• **WHAT YOU WILL DO**
Omit all pictures, then retype the data exactly as given.

++++++++++

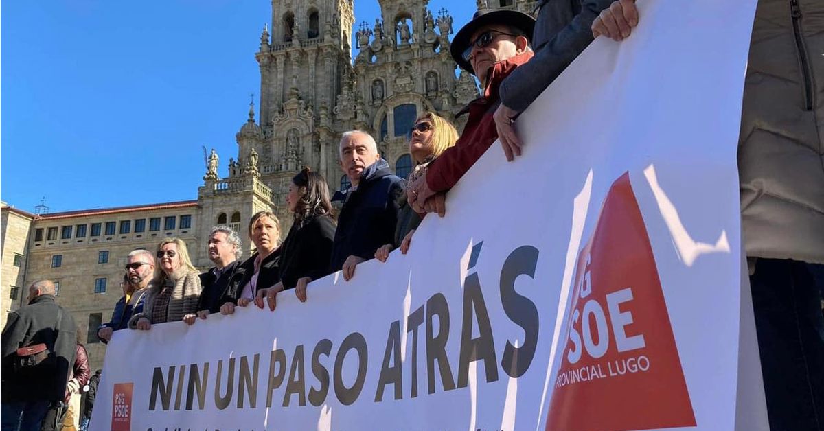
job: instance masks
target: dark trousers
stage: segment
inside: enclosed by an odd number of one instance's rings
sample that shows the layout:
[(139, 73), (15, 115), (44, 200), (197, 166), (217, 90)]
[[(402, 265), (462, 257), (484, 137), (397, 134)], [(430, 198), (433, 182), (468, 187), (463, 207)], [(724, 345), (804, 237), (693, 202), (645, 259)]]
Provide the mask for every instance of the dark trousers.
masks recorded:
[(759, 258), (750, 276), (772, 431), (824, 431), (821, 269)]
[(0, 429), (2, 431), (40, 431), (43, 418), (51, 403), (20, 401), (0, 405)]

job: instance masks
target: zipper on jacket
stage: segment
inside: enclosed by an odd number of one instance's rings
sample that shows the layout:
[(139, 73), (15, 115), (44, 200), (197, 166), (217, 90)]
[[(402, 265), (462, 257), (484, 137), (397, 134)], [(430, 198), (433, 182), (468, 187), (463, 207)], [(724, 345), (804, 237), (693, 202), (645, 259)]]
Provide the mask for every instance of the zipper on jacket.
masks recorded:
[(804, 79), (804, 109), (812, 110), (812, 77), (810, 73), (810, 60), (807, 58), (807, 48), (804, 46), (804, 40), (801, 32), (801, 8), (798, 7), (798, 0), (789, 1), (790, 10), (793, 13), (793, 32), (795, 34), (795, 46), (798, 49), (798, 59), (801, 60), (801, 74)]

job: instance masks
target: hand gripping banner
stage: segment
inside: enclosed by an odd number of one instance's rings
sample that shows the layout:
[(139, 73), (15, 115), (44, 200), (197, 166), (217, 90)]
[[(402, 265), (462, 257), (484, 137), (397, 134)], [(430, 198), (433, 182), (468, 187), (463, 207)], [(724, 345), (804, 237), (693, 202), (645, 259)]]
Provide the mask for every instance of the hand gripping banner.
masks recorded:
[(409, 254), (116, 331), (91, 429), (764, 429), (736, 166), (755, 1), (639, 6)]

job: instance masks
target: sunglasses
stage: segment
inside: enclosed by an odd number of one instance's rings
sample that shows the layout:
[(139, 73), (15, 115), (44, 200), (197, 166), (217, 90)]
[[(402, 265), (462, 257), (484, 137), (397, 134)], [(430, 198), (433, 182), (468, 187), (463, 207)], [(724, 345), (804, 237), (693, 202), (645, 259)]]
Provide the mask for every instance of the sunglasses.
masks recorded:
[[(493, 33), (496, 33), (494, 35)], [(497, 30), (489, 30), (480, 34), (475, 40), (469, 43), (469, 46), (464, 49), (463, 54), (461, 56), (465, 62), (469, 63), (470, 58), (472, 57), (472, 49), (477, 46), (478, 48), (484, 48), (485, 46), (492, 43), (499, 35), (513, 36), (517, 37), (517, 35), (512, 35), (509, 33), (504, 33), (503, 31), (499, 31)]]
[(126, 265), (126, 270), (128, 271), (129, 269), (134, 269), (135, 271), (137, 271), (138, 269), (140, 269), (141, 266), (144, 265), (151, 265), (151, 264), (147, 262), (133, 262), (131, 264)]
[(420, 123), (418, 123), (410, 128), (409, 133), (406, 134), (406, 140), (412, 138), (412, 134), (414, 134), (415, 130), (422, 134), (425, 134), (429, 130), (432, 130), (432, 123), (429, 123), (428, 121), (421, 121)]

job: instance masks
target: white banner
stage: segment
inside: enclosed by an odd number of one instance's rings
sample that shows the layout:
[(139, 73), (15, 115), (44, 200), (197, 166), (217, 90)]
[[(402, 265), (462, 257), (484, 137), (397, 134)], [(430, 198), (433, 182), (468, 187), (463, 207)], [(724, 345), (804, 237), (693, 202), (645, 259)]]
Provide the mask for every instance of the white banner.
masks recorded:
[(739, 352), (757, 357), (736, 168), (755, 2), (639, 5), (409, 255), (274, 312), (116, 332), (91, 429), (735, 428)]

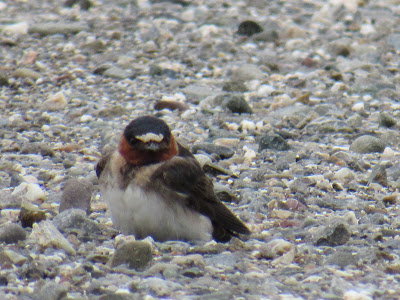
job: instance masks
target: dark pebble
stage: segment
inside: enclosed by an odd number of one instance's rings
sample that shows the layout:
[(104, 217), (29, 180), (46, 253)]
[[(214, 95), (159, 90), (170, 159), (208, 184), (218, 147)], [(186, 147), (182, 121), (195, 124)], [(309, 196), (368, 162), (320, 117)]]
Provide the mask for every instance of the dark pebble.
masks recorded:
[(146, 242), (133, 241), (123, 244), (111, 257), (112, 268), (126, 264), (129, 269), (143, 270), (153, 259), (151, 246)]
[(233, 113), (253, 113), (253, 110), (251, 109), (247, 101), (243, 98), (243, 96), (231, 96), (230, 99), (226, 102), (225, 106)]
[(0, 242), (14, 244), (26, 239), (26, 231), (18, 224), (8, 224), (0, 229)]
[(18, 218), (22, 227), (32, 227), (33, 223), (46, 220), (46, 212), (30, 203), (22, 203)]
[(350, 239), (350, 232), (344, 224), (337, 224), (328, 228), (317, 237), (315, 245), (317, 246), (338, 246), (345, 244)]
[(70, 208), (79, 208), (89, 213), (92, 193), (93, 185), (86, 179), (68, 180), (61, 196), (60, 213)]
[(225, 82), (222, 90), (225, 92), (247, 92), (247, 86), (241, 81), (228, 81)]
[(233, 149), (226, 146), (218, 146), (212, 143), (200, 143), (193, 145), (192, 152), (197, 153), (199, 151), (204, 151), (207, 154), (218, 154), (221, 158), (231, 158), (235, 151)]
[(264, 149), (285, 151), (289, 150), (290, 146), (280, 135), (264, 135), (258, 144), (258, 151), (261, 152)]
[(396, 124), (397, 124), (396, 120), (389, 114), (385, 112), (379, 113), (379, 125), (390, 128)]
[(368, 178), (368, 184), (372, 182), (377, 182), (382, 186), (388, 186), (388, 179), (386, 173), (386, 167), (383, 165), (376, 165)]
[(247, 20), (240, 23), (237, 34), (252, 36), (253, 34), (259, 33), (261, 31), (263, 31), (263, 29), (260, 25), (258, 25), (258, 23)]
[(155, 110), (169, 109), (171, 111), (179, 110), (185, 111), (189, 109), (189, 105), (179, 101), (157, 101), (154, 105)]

++++++++++

• **TASK OUTPUT**
job: instance masks
target: dark trousers
stage: segment
inside: enclosed by an odd number of one instance's rings
sample that shows the layout:
[(139, 73), (15, 115), (44, 200), (197, 166), (217, 90)]
[[(402, 265), (462, 257), (484, 137), (397, 134)], [(430, 198), (433, 182), (468, 187), (463, 207)], [(724, 345), (804, 237), (693, 202), (645, 259)]]
Provide the mask for every instance of the dark trousers.
masks recorded:
[(759, 258), (750, 276), (772, 431), (824, 431), (821, 269)]
[(0, 429), (2, 431), (40, 431), (43, 418), (51, 403), (20, 401), (0, 405)]

job: instance masks
target: zipper on jacket
stage: segment
inside: enclosed by an odd number of one instance's rings
sample that shows the layout:
[(139, 73), (15, 115), (44, 200), (197, 166), (217, 90)]
[[(402, 265), (462, 257), (484, 137), (397, 134)], [(430, 198), (433, 182), (468, 187), (463, 207)], [(724, 345), (804, 237), (693, 202), (645, 259)]]
Provide the mask for every instance of the zipper on jacket.
masks recorded:
[(804, 79), (804, 109), (812, 110), (812, 77), (810, 73), (810, 60), (807, 58), (807, 48), (804, 46), (804, 40), (801, 32), (801, 8), (798, 7), (798, 0), (789, 1), (790, 10), (793, 13), (793, 32), (795, 34), (795, 46), (798, 49), (798, 59), (801, 60), (801, 74)]

job: instance masks
target: hand gripping banner
stage: segment
inside: enclosed by an odd number of one instance's rings
sample that shows the layout:
[(139, 73), (15, 115), (44, 200), (197, 166), (217, 90)]
[[(402, 265), (462, 257), (484, 137), (397, 134)], [(430, 198), (433, 182), (468, 187), (463, 207)], [(724, 345), (804, 237), (693, 202), (645, 259)]]
Provide the mask for every instance of the hand gripping banner.
masks recorded:
[(409, 254), (116, 331), (91, 429), (764, 429), (736, 166), (755, 1), (639, 6)]

job: instance masks
target: sunglasses
stage: segment
inside: enclosed by an odd number of one instance's rings
sample that shows the layout:
[(139, 73), (15, 115), (44, 200), (197, 166), (217, 90)]
[[(402, 265), (462, 257), (484, 137), (397, 134)], [(430, 198), (433, 182), (468, 187), (463, 207)], [(724, 345), (804, 237), (693, 202), (645, 259)]]
Provide the mask for every instance of the sunglasses.
masks recorded:
[[(493, 33), (496, 33), (494, 35)], [(497, 30), (489, 30), (480, 34), (475, 40), (469, 43), (469, 46), (464, 49), (463, 54), (461, 56), (465, 62), (469, 63), (470, 58), (472, 57), (472, 49), (477, 46), (478, 48), (484, 48), (485, 46), (492, 43), (499, 35), (513, 36), (517, 37), (517, 35), (512, 35), (509, 33), (504, 33), (503, 31), (499, 31)]]
[(126, 265), (126, 270), (128, 271), (129, 269), (134, 269), (135, 271), (137, 271), (138, 269), (140, 269), (141, 266), (144, 265), (151, 265), (151, 264), (147, 262), (133, 262), (131, 264)]
[(420, 123), (418, 123), (410, 128), (409, 133), (406, 134), (406, 140), (412, 138), (412, 134), (414, 134), (415, 130), (422, 134), (425, 134), (429, 130), (432, 130), (432, 123), (429, 123), (428, 121), (421, 121)]

job: instance masks
target: white banner
stage: segment
inside: enclosed by an odd number of one instance's rings
sample that shows the layout:
[(139, 73), (15, 115), (44, 200), (197, 166), (217, 90)]
[[(402, 265), (462, 257), (484, 137), (397, 134)], [(430, 198), (433, 182), (468, 187), (463, 207)], [(724, 345), (804, 237), (693, 202), (645, 259)]]
Provide the mask for every instance of the white banner.
masks recorded:
[(739, 352), (757, 357), (736, 168), (755, 2), (639, 5), (409, 255), (274, 312), (116, 332), (91, 429), (735, 428)]

job: instance masks
target: dark pebble
stage: segment
inside: enclosed by an odd number of one instance's rings
sample that shows the layout:
[(104, 217), (29, 180), (46, 253)]
[[(214, 95), (159, 90), (170, 159), (208, 184), (218, 147)], [(186, 147), (182, 121), (195, 124)], [(309, 196), (368, 162), (320, 117)]]
Provide the mask for every instance of the dark pebble.
masks recorded:
[(146, 242), (133, 241), (123, 244), (111, 257), (112, 268), (126, 264), (129, 269), (143, 270), (153, 259), (151, 246)]
[(233, 113), (253, 113), (253, 110), (251, 109), (247, 101), (243, 98), (243, 96), (231, 96), (230, 99), (226, 102), (225, 106)]
[(0, 242), (14, 244), (26, 239), (26, 231), (18, 224), (8, 224), (0, 229)]
[(18, 218), (22, 227), (32, 227), (33, 223), (46, 220), (46, 212), (30, 203), (22, 203)]
[(350, 239), (350, 232), (344, 224), (337, 224), (328, 228), (317, 237), (315, 245), (317, 246), (338, 246), (345, 244)]
[(70, 208), (79, 208), (89, 213), (92, 193), (93, 185), (86, 179), (68, 180), (61, 196), (60, 213)]
[(225, 82), (222, 90), (225, 92), (247, 92), (247, 86), (241, 81), (228, 81)]
[(233, 149), (226, 146), (218, 146), (212, 143), (200, 143), (193, 145), (192, 152), (197, 153), (199, 151), (204, 151), (207, 154), (218, 154), (221, 158), (231, 158), (235, 151)]
[(264, 149), (285, 151), (289, 150), (290, 146), (280, 135), (264, 135), (258, 144), (258, 151), (261, 152)]
[(396, 124), (397, 124), (396, 120), (389, 114), (385, 112), (379, 113), (379, 125), (390, 128)]
[(368, 178), (368, 184), (372, 182), (377, 182), (382, 186), (388, 186), (388, 179), (386, 173), (386, 167), (383, 165), (376, 165)]
[(247, 20), (240, 23), (237, 34), (252, 36), (253, 34), (259, 33), (261, 31), (263, 31), (263, 29), (260, 25), (258, 25), (258, 23)]
[(155, 110), (169, 109), (171, 111), (179, 110), (185, 111), (189, 109), (189, 105), (179, 101), (157, 101), (154, 105)]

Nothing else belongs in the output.